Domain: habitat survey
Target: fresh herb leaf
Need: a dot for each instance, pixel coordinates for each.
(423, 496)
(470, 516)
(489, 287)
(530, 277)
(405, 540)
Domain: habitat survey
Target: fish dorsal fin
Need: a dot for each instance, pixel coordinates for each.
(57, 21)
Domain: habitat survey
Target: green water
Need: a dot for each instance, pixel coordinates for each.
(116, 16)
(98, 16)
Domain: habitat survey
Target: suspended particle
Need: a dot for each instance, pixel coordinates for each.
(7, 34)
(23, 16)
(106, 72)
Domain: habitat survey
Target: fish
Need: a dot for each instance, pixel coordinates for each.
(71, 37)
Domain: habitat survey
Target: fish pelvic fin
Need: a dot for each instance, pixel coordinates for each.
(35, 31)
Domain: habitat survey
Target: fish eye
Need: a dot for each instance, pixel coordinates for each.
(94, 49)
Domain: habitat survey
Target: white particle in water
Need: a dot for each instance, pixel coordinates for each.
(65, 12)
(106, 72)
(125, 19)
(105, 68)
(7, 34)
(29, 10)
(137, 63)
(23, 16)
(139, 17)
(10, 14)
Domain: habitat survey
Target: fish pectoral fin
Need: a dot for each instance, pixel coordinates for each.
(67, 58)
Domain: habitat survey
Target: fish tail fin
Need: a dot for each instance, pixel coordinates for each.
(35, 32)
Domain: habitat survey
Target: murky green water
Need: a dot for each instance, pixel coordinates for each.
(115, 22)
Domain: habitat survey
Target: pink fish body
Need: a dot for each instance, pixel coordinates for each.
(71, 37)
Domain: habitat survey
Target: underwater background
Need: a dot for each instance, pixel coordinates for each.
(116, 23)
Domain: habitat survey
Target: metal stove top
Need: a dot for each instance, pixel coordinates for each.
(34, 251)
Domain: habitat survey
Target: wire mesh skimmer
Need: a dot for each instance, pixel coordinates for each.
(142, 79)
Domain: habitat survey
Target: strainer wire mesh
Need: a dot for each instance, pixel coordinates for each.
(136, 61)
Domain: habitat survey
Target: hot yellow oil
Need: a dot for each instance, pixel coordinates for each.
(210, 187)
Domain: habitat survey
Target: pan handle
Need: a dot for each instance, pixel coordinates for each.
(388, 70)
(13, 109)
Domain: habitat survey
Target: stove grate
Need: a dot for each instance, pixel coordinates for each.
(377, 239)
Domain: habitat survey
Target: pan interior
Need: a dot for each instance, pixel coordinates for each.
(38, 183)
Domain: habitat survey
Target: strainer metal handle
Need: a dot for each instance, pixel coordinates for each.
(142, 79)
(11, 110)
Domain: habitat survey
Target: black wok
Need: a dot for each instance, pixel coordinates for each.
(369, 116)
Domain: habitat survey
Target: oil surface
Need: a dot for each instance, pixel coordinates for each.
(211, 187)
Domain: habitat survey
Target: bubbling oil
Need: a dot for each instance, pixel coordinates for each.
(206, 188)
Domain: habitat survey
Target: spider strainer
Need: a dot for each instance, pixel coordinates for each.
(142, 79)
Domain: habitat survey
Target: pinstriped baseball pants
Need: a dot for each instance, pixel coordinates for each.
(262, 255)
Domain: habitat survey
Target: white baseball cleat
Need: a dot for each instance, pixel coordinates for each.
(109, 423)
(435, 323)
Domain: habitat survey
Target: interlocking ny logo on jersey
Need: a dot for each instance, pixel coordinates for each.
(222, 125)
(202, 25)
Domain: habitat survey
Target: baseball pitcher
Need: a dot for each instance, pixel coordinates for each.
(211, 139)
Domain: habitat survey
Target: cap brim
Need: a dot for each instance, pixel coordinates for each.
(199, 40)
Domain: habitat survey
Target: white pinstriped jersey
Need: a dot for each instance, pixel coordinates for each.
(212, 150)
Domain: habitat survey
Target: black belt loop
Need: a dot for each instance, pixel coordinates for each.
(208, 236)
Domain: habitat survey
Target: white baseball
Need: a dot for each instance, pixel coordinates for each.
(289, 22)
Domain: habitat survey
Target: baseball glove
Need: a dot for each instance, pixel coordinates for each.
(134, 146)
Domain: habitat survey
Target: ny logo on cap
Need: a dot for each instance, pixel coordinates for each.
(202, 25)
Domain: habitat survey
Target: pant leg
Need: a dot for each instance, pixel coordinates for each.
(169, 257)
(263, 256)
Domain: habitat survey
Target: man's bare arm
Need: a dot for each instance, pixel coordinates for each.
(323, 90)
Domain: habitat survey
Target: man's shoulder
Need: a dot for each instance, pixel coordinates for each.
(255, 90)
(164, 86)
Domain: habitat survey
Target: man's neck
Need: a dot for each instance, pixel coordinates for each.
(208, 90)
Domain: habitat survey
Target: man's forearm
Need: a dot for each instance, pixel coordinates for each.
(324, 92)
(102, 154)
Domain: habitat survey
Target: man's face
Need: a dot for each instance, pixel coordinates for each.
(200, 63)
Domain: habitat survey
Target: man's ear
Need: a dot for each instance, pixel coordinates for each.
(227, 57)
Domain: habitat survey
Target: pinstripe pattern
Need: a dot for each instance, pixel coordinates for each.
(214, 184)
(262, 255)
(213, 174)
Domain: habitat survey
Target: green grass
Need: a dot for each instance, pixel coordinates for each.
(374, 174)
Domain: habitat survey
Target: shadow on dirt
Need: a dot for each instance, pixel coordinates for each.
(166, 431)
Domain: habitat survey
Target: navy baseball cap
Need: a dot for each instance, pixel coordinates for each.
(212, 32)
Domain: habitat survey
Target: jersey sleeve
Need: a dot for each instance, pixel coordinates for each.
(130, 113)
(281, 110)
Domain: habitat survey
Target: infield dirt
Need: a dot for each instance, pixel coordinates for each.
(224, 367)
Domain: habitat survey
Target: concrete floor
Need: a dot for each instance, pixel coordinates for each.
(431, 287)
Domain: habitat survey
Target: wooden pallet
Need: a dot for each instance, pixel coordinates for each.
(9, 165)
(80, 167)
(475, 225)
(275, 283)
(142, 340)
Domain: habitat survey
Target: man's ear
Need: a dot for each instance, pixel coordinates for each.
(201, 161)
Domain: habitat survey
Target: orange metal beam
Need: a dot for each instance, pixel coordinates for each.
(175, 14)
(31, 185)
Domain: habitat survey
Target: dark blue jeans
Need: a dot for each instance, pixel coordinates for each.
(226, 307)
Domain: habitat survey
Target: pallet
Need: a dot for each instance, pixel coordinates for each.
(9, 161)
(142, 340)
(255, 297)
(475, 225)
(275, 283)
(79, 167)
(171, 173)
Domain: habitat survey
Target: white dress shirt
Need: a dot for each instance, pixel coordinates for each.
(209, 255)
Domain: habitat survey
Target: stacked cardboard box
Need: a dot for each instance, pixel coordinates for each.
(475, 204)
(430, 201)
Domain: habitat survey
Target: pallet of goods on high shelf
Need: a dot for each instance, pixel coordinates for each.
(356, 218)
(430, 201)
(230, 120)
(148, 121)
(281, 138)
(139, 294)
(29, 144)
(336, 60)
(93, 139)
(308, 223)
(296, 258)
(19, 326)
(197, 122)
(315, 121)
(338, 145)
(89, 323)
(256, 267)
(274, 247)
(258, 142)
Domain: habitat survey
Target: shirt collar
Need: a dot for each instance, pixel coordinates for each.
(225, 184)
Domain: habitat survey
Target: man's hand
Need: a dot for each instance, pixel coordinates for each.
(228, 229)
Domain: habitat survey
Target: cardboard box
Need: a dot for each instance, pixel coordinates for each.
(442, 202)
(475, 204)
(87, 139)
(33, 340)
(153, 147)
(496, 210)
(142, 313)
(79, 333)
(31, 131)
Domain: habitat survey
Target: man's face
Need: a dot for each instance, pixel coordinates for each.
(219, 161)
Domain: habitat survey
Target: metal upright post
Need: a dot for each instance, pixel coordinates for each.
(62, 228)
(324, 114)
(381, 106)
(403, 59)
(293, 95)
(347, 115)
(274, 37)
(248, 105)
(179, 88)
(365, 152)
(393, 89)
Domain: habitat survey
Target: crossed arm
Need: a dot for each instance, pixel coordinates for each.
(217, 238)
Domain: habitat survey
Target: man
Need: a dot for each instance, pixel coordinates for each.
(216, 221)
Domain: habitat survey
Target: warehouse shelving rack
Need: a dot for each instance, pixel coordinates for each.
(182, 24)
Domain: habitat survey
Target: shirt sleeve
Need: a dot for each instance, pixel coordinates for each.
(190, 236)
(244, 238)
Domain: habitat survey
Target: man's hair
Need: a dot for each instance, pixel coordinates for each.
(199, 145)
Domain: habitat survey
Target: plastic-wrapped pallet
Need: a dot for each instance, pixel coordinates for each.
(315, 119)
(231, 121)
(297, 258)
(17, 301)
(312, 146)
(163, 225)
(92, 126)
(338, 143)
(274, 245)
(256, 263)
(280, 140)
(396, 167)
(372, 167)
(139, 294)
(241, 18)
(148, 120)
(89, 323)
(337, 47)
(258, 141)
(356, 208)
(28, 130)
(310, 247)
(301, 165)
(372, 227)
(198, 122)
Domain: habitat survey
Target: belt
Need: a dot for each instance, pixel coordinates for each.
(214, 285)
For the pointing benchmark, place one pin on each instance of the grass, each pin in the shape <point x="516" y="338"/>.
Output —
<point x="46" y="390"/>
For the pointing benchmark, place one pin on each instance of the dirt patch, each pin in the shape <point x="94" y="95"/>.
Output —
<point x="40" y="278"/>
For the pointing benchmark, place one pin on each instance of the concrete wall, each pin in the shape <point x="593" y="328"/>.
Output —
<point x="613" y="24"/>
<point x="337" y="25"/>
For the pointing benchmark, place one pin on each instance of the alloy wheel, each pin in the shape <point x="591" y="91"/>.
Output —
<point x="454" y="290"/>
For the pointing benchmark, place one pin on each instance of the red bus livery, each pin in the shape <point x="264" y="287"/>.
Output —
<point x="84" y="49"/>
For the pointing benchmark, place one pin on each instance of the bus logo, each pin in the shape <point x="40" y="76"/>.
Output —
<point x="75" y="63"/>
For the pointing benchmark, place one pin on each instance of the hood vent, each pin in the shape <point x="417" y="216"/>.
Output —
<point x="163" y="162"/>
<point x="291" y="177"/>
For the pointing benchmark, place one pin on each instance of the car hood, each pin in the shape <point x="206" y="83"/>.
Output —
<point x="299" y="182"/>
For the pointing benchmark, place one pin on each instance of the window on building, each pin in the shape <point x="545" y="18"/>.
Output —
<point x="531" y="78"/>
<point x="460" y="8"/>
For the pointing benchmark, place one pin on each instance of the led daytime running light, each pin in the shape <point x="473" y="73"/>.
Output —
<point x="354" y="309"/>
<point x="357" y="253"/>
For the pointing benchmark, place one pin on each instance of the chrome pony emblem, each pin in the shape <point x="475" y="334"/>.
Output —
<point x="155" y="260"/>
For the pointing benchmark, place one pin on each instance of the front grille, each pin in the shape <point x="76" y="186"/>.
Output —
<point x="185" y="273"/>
═══
▸ Set exercise
Starting at the line containing "of the front" and continuing through the end of the items, rewrite those lines with "grille" changed to "bumper" and everything else left as it is.

▸ In response
For the pointing benchmark, place one pin on each instance of the front bumper, each pin in the shape <point x="76" y="186"/>.
Output —
<point x="185" y="273"/>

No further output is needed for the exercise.